■ ЗАДАНИЕ 1
Извлеките из статьи о смене политического курса фрагмент между словами «Однако в полной» и «обновление общественно-политического курса.» включительно.

════════════════════

Прорыв «красной линии»: смена курса как норма западной политической жизни
Александр Носович
Накануне выборов в Сейм основные политические партии Латвии поспешили заявить, что не допускают возможности вхождения в коалицию с «Согласием», потому что программа этой партии противоречит самим основам постсоветской Латвии. Такая установка свидетельствует только о дефектности латвийской демократии и неспособности к коррекции общественно-политического курса: во многих странах в результате выборов этот курс менялся, а государственность при этом не рушилась.
Все 23 года после провозглашения независимости Латвией управляли исключительно правые партии. Неудивительно, что от такого постоянства у этих партий развилась мысль, что их политическая программа – это основа основ латвийского государства и что всякая альтернативная политика будет покушением на Латвию как таковую.
Впрочем, было бы преувеличением на основании неизменности политического курса обвинять Латвию в недемократичности: в новейшей политической истории за последнее столетие было множество примеров не только того, как вполне демократическими западными странами десятилетиями управляли партии одинаковых взглядов, но и как у власти десятилетиями находилась одна-единственная партия.
Однако в полной мере демократичность этих стран и способность их обществ к развитию проявлялась, когда в результате выборов эта монополия прерывалась и к власти приходили новые политические силы, предложившие избирателям обновление общественно-политического курса.
Например, в Швеции у власти 44 года (с 1932 по 1976) находилась только Социал-демократическая рабочая партия Швеции. При ней Швеция вошла в число самых экономически развитых и социально благополучных стран мира, а в политическом и научном языках появился термин «шведский социализм»: создание социального государства за счёт ресурсов рыночной экономики.
Однако даже самая эффективная модель общественного развития может деградировать от десятилетий монополии. За долгие годы пребывания во власти социал-демократы забюрократизировались и замкнулись в своём узком партийном кругу, из-за чего их политика начала терять связь с реальностью. Ярче всего это проявилось, когда в 1976 году великой шведской сказочнице Астрид Линдгрен начислили налогов на сумму, равную 102% от её доходов. В ответ убеждённая социал-демократка написала сказку про «Помперипоссу из Монисмании», в которой нещадно высмеяла родную партию. В результате в том же году на выборах победили правые, которые продержались у власти 8 лет и несколько подкорректировали «шведскую модель» в сторону большей свободы рынка и снижения налогового бремени. Затем снова вернулись социал-демократы, затем опять правые…
В результате Швеция живёт и развивается: социально-экономическая модель, именуемая «шведским социализмом», там сохранилась как основа общественного развития и стала только более устойчивой от правой коррекции.

════════════════════

■ ЗАДАНИЕ 2
Оформите записи между строками, содержащими «For every instance of the underwater visibility» и «pixel 405 307», включительно как CSV из двух столбцов, «текст» и «ответ». На каждую пару текста и ответа отведите одну строку CSV, каждое значение дайте в отдельном поле в кавычках, а переносы строк замените пробелами.

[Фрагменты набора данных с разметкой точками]
════════════════════

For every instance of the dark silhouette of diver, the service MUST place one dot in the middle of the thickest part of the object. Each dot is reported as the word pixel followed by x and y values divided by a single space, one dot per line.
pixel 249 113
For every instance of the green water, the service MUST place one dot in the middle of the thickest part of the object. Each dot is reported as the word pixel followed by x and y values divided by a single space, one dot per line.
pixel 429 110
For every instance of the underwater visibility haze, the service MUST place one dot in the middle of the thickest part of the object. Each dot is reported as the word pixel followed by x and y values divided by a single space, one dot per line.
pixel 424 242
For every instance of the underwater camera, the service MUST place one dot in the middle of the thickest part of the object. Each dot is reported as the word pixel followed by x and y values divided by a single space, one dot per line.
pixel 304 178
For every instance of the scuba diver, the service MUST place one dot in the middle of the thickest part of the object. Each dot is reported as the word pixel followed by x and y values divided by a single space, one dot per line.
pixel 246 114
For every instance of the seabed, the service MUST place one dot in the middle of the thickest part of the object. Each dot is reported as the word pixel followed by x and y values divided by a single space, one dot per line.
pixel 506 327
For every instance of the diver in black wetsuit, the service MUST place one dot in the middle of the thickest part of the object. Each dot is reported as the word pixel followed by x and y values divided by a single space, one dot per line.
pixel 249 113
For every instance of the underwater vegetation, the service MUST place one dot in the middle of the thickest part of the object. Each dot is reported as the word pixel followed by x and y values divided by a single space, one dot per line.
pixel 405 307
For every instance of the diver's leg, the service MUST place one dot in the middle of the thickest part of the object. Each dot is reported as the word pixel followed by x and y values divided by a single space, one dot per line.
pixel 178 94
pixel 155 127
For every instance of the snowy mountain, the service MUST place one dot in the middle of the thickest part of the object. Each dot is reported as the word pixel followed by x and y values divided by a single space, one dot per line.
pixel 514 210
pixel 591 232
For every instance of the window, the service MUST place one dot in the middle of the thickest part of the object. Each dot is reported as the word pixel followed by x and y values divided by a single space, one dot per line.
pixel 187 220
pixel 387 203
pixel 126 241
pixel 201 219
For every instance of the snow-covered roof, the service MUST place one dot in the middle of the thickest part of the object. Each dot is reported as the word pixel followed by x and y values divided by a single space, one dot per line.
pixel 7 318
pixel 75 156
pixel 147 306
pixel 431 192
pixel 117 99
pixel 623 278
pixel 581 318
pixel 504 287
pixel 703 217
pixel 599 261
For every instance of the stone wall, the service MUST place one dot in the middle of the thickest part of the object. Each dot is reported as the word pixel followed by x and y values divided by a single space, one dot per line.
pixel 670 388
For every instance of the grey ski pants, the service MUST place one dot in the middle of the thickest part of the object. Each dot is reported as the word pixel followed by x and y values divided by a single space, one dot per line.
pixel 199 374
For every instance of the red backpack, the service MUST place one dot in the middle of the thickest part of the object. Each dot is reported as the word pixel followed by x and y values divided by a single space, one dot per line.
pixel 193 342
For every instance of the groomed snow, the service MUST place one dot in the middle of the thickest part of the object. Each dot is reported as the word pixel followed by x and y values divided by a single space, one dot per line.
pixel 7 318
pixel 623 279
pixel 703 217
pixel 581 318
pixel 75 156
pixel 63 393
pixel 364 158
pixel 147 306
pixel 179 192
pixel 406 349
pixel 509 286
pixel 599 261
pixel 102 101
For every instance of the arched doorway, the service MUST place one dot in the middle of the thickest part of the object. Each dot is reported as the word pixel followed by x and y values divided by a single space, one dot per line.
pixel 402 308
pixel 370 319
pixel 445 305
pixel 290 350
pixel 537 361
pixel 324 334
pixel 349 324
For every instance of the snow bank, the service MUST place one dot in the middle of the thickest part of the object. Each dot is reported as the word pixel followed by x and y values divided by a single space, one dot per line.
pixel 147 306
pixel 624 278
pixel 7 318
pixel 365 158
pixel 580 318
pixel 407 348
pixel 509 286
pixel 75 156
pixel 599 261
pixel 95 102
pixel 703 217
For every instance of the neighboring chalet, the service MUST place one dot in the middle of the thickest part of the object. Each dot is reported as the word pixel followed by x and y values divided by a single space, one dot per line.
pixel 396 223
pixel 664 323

════════════════════

■ ИТОГОВЫЙ РЕЗУЛЬТАТ 1
Однако в полной мере демократичность этих стран и способность их обществ к развитию проявлялась, когда в результате выборов эта монополия прерывалась и к власти приходили новые политические силы, предложившие избирателям обновление общественно-политического курса.

■ ИТОГОВЫЙ РЕЗУЛЬТАТ 2
текст,ответ
"For every instance of the underwater visibility haze, the service MUST place one dot in the middle of the thickest part of the object. Each dot is reported as the word pixel followed by x and y values divided by a single space, one dot per line.","pixel 424 242"
"For every instance of the underwater camera, the service MUST place one dot in the middle of the thickest part of the object. Each dot is reported as the word pixel followed by x and y values divided by a single space, one dot per line.","pixel 304 178"
"For every instance of the scuba diver, the service MUST place one dot in the middle of the thickest part of the object. Each dot is reported as the word pixel followed by x and y values divided by a single space, one dot per line.","pixel 246 114"
"For every instance of the seabed, the service MUST place one dot in the middle of the thickest part of the object. Each dot is reported as the word pixel followed by x and y values divided by a single space, one dot per line.","pixel 506 327"
"For every instance of the diver in black wetsuit, the service MUST place one dot in the middle of the thickest part of the object. Each dot is reported as the word pixel followed by x and y values divided by a single space, one dot per line.","pixel 249 113"
"For every instance of the underwater vegetation, the service MUST place one dot in the middle of the thickest part of the object. Each dot is reported as the word pixel followed by x and y values divided by a single space, one dot per line.","pixel 405 307"